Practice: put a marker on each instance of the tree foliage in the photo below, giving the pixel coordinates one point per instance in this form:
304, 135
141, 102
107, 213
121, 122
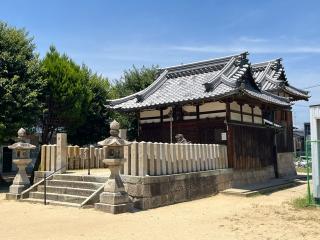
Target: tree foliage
21, 84
66, 97
96, 126
132, 81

## INSTRUCTION
Rewrite every line of the items above, requests included, and increase each coordinate in the answers by 74 while leaving the numbers in the requests and their format samples as they are. Leave out the pictures.

## REPLY
Practice: put a marker on each instance of the tree foliage in the photo below, giving the pixel coordinates one point per instance in this form:
304, 135
141, 102
107, 213
121, 122
Target: tree foliage
95, 158
140, 171
170, 200
206, 155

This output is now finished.